■ **COMPLETE THE FOLLOWING**:
A. Name every person mentioned in the text on mathematical equations.
B. Write the next part of the text on mathematical equations, starting right after its final sentence.

■ **TEXT PROVIDED**:
The concept of R/K selection theory derives its name from the competing dynamics of exponential growth and carrying capacity.

1822 1842

\[\frac{\partial u}{\partial t}+u \cdot \nabla u=-\frac{1}{\rho} \nabla p+v \nabla^{2} u+g\]

In physics, the Navier–Stokes equations (/nævˈjeɪ stoʊks/) are a set of partial differential equations which describe the motion of viscous fluid substances, named after French engineer and physicist Claude-Louis Navier and Anglo-Irish physicist and mathematician George Gabriel Stokes.

The equations are useful because they describe the physics of many phenomena of scientific and engineering interest. They may be used to model the weather, ocean currents, water flow in a pipe and air flow around a wing.

1848

\[\iint_{S} K d A=2 \pi \chi(S)\]

The Gauss–Bonnet formula, is a relationship between surfaces in differential geometry. It connects the curvature of a surface (from geometry) to its Euler characteristic (from topology).

In the simplest application, the case of a triangle on a plane, the sum of its angles is 180 degrees. The Gauss–Bonnet formula extends this to more complicated shapes and curved surfaces, connecting the local and global geometries.

The theorem is named after Carl Friedrich Gauss, who developed a version but never published it, and Pierre Ossian Bonnet, who published a special case in 1848.

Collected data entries
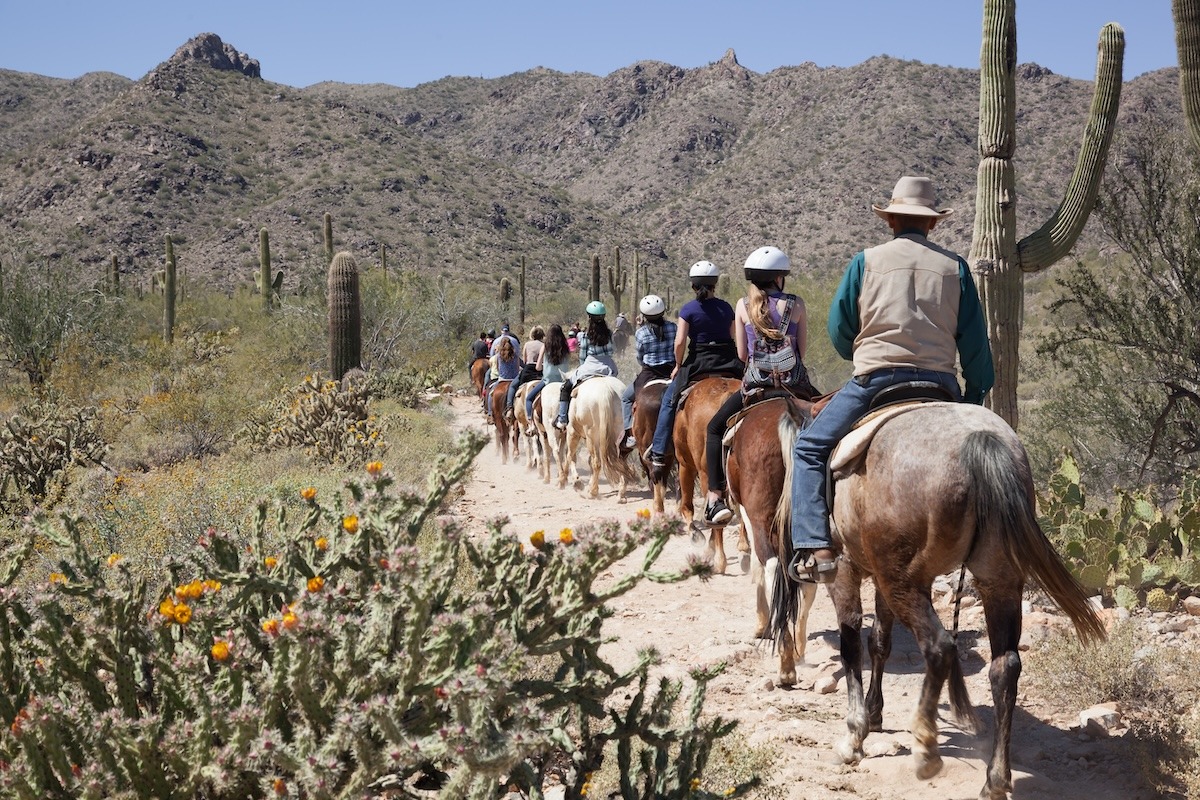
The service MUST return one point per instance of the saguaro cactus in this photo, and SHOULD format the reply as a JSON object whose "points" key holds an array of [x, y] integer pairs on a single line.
{"points": [[997, 258], [618, 281], [594, 286], [329, 236], [168, 295], [1187, 44], [114, 276], [522, 295], [264, 269], [345, 316]]}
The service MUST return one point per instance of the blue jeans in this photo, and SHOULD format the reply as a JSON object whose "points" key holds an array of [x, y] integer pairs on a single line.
{"points": [[810, 515], [627, 405], [531, 396], [665, 426]]}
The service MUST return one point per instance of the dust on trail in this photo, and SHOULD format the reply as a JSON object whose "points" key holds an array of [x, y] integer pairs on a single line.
{"points": [[696, 624]]}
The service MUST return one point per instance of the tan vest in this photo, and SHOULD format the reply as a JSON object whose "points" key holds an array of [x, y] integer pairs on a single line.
{"points": [[909, 307]]}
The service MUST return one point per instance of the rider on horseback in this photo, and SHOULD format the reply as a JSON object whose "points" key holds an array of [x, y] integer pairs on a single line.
{"points": [[772, 336], [654, 349], [706, 331], [595, 358], [900, 313]]}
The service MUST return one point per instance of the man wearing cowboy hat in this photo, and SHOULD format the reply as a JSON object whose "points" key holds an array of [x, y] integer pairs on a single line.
{"points": [[901, 313]]}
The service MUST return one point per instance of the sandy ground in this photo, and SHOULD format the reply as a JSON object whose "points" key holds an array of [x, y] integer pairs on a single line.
{"points": [[696, 624]]}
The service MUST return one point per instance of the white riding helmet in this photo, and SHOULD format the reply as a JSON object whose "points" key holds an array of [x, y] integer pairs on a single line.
{"points": [[652, 305], [705, 274], [767, 263]]}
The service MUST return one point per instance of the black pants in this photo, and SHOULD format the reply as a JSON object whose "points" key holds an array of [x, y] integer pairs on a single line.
{"points": [[714, 433]]}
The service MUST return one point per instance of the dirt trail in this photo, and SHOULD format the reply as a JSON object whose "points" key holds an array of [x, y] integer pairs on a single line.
{"points": [[697, 624]]}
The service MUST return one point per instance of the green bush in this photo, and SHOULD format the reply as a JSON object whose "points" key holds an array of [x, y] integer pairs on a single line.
{"points": [[352, 659]]}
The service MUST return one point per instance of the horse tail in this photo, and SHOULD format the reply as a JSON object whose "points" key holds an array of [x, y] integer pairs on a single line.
{"points": [[789, 426], [785, 601], [609, 437], [1003, 504]]}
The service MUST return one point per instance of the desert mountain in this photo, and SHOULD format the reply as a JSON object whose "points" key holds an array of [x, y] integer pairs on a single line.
{"points": [[465, 176]]}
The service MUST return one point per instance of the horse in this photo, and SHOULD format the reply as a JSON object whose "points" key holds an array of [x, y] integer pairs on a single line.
{"points": [[690, 432], [545, 408], [479, 376], [646, 415], [534, 453], [595, 419], [755, 467], [505, 432], [940, 486]]}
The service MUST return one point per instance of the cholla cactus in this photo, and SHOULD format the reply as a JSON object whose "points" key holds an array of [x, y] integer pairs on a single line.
{"points": [[39, 445], [329, 420], [342, 661]]}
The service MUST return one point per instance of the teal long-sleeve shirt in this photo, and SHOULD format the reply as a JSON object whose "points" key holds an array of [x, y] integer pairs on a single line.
{"points": [[975, 350]]}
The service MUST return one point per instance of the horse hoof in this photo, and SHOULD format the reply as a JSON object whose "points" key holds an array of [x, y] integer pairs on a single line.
{"points": [[847, 752], [928, 767]]}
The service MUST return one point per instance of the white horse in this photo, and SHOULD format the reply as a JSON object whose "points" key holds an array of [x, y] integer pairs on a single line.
{"points": [[595, 417]]}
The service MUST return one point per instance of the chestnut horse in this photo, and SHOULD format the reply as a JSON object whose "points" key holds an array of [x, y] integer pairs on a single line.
{"points": [[595, 419], [479, 376], [646, 415], [690, 431], [756, 465], [507, 433], [942, 485]]}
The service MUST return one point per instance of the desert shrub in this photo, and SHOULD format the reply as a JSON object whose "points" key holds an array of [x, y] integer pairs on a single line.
{"points": [[1157, 690], [345, 661], [39, 444], [1127, 551], [328, 421]]}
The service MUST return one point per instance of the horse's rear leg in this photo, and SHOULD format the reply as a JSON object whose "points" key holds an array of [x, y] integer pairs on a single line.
{"points": [[847, 602], [1002, 608], [915, 608], [879, 643]]}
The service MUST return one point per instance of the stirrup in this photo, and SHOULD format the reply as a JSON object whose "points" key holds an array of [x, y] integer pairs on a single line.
{"points": [[718, 513], [805, 567]]}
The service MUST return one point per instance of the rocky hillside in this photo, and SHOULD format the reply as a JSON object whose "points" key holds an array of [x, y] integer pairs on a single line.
{"points": [[463, 176]]}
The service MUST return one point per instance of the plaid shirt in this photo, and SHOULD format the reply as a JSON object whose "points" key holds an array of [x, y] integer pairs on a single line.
{"points": [[653, 353]]}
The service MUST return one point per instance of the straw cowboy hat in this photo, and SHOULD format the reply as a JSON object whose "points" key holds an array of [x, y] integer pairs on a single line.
{"points": [[913, 197]]}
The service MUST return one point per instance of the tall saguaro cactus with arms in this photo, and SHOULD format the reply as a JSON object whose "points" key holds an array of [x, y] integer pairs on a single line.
{"points": [[997, 258]]}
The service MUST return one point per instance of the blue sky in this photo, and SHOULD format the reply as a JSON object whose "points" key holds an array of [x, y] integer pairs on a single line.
{"points": [[405, 42]]}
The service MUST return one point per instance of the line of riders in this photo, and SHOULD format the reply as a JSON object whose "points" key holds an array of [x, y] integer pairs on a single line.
{"points": [[903, 312]]}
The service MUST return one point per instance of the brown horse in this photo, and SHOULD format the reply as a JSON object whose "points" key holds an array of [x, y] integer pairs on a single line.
{"points": [[756, 467], [690, 432], [479, 376], [941, 486], [507, 433], [646, 415]]}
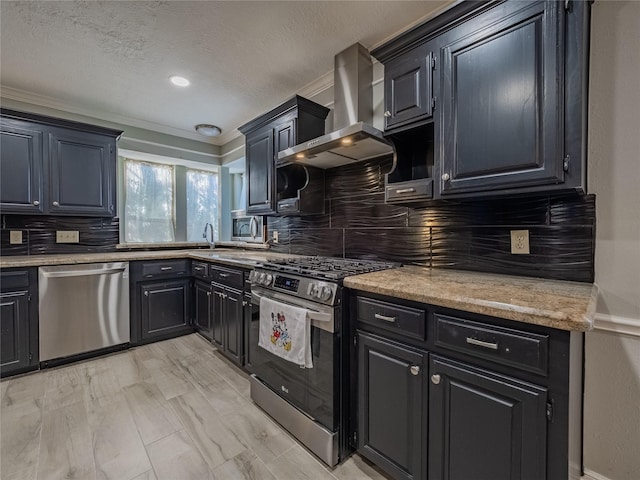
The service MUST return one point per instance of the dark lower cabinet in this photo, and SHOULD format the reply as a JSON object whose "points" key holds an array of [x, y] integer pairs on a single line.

■ **ANSWERS PER TASK**:
A. Claude-Louis Navier, George Gabriel Stokes, Carl Friedrich Gauss, Pierre Ossian Bonnet

B.
1864

\[\begin{array}{cc} \nabla \cdot E=0 & \nabla \cdot B=0 \\ \nabla \times E=-\frac{\partial B}{\partial t} & \nabla \times B=\frac{1}{c^{2}} \frac{\partial E}{\partial t} \end{array}\]

Maxwell’s equations are a set of coupled partial differential equations that, together with the Lorentz force law, form the foundation of classical electromagnetism, classical optics, and electric circuits. The equations provide a mathematical model for electric, optical, and radio technologies, such as power generation, electric motors, wireless communication, lenses, radar etc.

1870

\[l^{2} \geq 4 \pi A\]

The isoperimetric inequality is a geometric inequality involving the perimeter of a set and its volume.

It relates the square of the circumference of a closed curve and the area of a plane region it encloses.

1884

\[P=\sum_{k} \exp \left(-\frac{E_{k}}{k_{B} T}\right)\]

In statistical mechanics, a canonical ensemble is the statistical ensemble that represents the possible states of a mechanical system in thermal equilibrium with a heat bath at a fixed temperature. The system can exchange energy with the heat bath, so that the states of the system will differ in total energy.

The principal thermodynamic variable of the canonical ensemble, determining the probability distribution of states, is the absolute temperature (symbol: T). The ensemble typically also depends on mechanical variables such as the number of particles in the system (symbol: N) and the system’s volume (symbol: V), each of which influence the nature of the system’s internal states. An ensemble with these three parameters is sometimes called the NVT ensemble.

1896

\[\pi(n) \sim \frac{n}{\log n}\]

In number theory, the prime number theorem (PNT) describes the asymptotic distribution of the prime numbers among the positive integers. It formalizes the intuitive idea that primes become less common as they become larger by precisely quantifying the rate at which this occurs. The theorem was proved independently by Jacques Hadamard and Charles Jean de la Vallée Poussin in 1896 using ideas introduced by Bernhard Riemann (in particular, the Riemann zeta function).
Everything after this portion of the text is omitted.